===== Texto selecionado =====

Golpismo na Bolívia

Golpismo na Bolívia

Pesquisador analisa golpismo na Bolívia e afirma que América Latina vive 3ª onda autoritária

Professor na UnB, Jacques de Novion, também destacou o papel da mobilização sindical e popular contra o golpe

 

Tentativa de golpe começou na praça Murillo, em frente ao palácio do governo.
- Foto: Agência Boliviana de Informações]

Na tarde desta quarta-feira (26) o mundo e, principalmente a América Latina, acompanharam com apreensão o ex-comandante do Exército Boliviano, Juan José Zúñiga, na tentativa de golpe contra o presidente da Bolívia, Luis Arce. A população boliviana se levantou contra o ato, o presidente enfrentou os golpistas, o golpe fracassou e no mesmo dia Zúñiga foi preso.

No entanto, o episódio reforçou a importância da mobilização sindical e popular na avaliação do historiador e professor Martin Leon Jacques Ibanez de Novion, do Instituto de Ciências Sociais (ICS) da Universidade de Brasília (UnB).

“Considero fundamental a imediata mobilização sindical e popular como reação às tentativas de golpes de qualquer tipo contra nossas democracias. São elas que expressam a vontade popular em contraposição às ações de grupos de poder que se definem representantes desse mesmo povo”, destacou Jacques de Novion, em entrevista ao Brasil de Fato DF.

De acordo com o professor, a convocação da Central Obrera Boliviana (COB) para uma greve geral, demonstra a importância central na defesa da democracia e na “necessidade constante de organização da sociedade, preponderantes para a defesa de nossas sociedades e de nossos futuros”.

Jacques de Novion, que é doutor em Estudos Latino-Americanos, explica que a situação política da Bolívia está classificada dentro da terceira onda autoritária na região. “Existem novas ferramentas, mas [os golpes] pertencem a uma historicidade própria de nosso continente”, analisou o professor ao lembrar do histórico de golpes na América Latina.

Pesquisador do Grupo de Trabalho da Rede Clacso ‘Estudios Latinoamericanos: perspectivas nacionales, regionales y transnacionales’, Jacques também destacou os interesses geopolíticos e das elites locais na tentativa de golpe, tendo em vista que a Bolívia tem uma das maiores reservas de lítio do mundo – elemento que tem se tornado cada vez mais importante por ser usado nas baterias de telefones e computadores.

“Trata-se de garantir o controle dos recursos empenhados na produção sistêmica. Governos de elites alinhadas aos interesses hegemônicos repetidamente encampam as velhas narrativas de privatização da vida como modelo de futuro”, avaliou o historiador.

 


Jacques Novion é pesquisador da UnB e doutor Estudos Latino-Americanos /
 Foto: André Gomes/Secom UnB

 

 

Confira a entrevista

Brasil de Fato DF - A Bolívia viveu nesta quarta-feira (26 de junho) mais uma tentativa de golpe de Estado. Como você avalia essa situação, o que impediu a tomada de poder pelos militares?

=====

● Tarefa proposta A:
Resuma o texto selecionado em duas frases.
● Tarefa proposta B:
Reproduza fielmente o trecho do texto selecionado que vai de "Jacques de Novion, que" até "telefones e computadores.", inclusive.

===== Dados disponíveis =====

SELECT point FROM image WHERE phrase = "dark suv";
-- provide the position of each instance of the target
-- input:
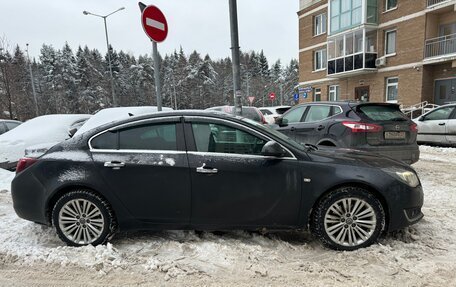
(373, 127)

=====

● Resposta redigida A:
Na quarta-feira (26), o ex-comandante do Exército boliviano Juan José Zúñiga tentou um golpe contra o presidente Luis Arce, mas a população se levantou, o golpe fracassou e Zúñiga foi preso no mesmo dia. Para o historiador Jacques de Novion, da UnB, o episódio reforçou a importância da mobilização sindical e popular, insere-se na terceira onda autoritária da América Latina e envolve interesses geopolíticos e das elites locais, já que a Bolívia tem uma das maiores reservas de lítio do mundo.

● Resposta redigida B:
Jacques de Novion, que é doutor em Estudos Latino-Americanos, explica que a situação política da Bolívia está classificada dentro da terceira onda autoritária na região. “Existem novas ferramentas, mas [os golpes] pertencem a uma historicidade própria de nosso continente”, analisou o professor ao lembrar do histórico de golpes na América Latina.

Pesquisador do Grupo de Trabalho da Rede Clacso ‘Estudios Latinoamericanos: perspectivas nacionales, regionales y transnacionales’, Jacques também destacou os interesses geopolíticos e das elites locais na tentativa de golpe, tendo em vista que a Bolívia tem uma das maiores reservas de lítio do mundo – elemento que tem se tornado cada vez mais importante por ser usado nas baterias de telefones e computadores.